>> START

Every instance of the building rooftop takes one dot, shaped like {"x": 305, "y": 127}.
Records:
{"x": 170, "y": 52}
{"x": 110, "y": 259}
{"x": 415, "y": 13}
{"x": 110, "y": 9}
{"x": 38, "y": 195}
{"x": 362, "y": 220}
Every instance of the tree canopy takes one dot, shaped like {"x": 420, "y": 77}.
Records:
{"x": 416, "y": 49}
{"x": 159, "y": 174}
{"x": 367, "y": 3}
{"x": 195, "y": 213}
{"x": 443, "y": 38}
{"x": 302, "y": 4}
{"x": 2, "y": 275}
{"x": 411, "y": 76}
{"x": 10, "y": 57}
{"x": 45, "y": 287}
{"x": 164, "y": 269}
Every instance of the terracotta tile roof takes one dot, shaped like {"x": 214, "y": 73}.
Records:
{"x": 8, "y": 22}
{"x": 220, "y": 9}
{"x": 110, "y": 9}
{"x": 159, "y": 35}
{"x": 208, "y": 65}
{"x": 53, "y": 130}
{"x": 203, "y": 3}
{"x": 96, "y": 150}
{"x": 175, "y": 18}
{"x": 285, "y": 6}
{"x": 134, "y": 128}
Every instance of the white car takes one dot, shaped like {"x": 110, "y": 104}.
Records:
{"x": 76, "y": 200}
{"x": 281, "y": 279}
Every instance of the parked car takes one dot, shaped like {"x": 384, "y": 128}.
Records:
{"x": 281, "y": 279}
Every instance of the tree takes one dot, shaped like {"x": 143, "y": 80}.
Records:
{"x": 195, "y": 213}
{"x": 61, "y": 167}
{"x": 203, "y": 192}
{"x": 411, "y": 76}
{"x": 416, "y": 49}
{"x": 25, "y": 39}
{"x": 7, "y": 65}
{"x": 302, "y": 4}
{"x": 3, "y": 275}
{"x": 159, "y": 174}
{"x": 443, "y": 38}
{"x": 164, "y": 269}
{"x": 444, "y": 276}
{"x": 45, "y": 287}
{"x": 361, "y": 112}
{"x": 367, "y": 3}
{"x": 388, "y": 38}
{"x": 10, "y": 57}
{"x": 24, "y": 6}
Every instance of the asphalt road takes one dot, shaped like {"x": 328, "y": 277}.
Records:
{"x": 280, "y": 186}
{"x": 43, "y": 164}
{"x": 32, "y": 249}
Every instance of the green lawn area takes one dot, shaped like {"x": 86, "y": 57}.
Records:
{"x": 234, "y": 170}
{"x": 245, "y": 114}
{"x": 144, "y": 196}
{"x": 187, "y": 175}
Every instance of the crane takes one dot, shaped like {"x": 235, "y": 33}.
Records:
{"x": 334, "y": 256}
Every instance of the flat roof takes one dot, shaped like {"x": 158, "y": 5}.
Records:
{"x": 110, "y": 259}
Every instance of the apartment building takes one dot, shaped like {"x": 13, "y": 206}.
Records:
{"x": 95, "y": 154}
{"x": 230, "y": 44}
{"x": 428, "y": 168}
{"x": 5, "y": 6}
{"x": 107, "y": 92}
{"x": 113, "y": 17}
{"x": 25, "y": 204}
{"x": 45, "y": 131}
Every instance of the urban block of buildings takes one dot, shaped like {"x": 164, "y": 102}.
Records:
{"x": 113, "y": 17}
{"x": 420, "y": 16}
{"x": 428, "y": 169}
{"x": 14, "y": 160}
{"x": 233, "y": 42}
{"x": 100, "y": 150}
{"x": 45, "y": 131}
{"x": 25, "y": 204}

>> END

### Task statement
Return exactly, and only, the line containing "Every instance of the asphalt" and every line after it through the end of the material.

### Exercise solution
Every instance of the asphalt road takes one dot, shaped like {"x": 328, "y": 277}.
Records:
{"x": 280, "y": 186}
{"x": 43, "y": 164}
{"x": 32, "y": 249}
Every instance of the green lawn area takes one dot, shaped like {"x": 86, "y": 57}.
Records:
{"x": 234, "y": 170}
{"x": 245, "y": 114}
{"x": 144, "y": 196}
{"x": 187, "y": 175}
Every instance of the crane takes one dot, shaped like {"x": 235, "y": 33}.
Records:
{"x": 334, "y": 256}
Every instance of the flat roof takes one dot, shaped like {"x": 158, "y": 5}.
Records:
{"x": 110, "y": 259}
Every instance of the apartment building takes one dot, shaped like {"x": 13, "y": 206}.
Records:
{"x": 95, "y": 154}
{"x": 230, "y": 44}
{"x": 428, "y": 168}
{"x": 5, "y": 6}
{"x": 107, "y": 92}
{"x": 113, "y": 17}
{"x": 25, "y": 204}
{"x": 45, "y": 131}
Every instance of the urban block of buildings takes one dot, shaped like {"x": 164, "y": 102}.
Records:
{"x": 113, "y": 17}
{"x": 420, "y": 16}
{"x": 428, "y": 169}
{"x": 14, "y": 160}
{"x": 233, "y": 42}
{"x": 100, "y": 150}
{"x": 45, "y": 131}
{"x": 25, "y": 204}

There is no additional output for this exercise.